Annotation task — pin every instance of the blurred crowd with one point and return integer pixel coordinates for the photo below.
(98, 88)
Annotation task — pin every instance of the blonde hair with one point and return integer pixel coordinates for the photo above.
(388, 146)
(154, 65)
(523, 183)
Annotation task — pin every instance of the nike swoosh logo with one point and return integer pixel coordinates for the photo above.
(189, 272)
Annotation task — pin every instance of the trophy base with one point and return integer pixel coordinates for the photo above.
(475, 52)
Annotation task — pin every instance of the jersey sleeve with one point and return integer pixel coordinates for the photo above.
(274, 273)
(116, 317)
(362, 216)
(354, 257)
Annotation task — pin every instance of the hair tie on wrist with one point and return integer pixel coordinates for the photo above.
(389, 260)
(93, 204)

* * * * * * *

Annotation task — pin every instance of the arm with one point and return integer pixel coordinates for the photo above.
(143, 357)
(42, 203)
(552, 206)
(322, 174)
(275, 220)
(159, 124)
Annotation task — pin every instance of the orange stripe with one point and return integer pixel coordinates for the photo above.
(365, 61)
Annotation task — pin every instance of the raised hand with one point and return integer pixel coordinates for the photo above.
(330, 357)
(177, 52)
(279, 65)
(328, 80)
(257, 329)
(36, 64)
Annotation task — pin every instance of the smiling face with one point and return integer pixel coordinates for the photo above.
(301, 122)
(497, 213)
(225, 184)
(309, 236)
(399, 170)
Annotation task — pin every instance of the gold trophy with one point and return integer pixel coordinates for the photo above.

* * * * * * *

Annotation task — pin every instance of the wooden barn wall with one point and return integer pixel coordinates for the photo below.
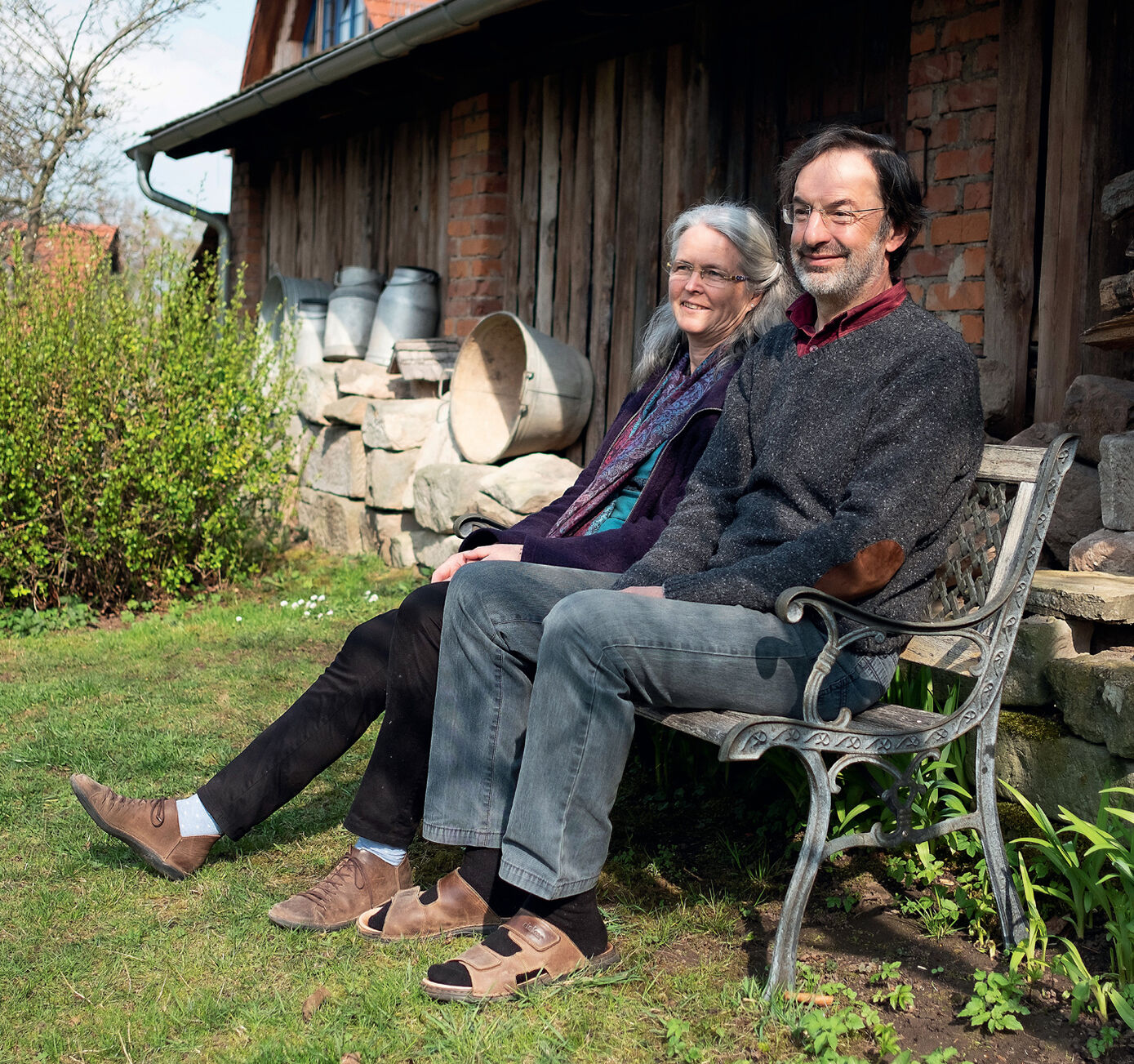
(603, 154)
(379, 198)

* * * * * * *

— Task details —
Out of the data above, transcribe exactly and only the lines starting with the line that has "Annotation task — pin every instance of the smiling" and going on through the line that has "Annotation task — pin every instance of the gold", both included.

— Result of this task —
Annotation task — pin every instance of the smiling face with one point and return integer pixel coordinates for the photo above.
(301, 122)
(497, 213)
(225, 184)
(309, 236)
(399, 170)
Annotation task — pin every instance of the gold trophy with one point and return integer pixel coordinates for the photo above.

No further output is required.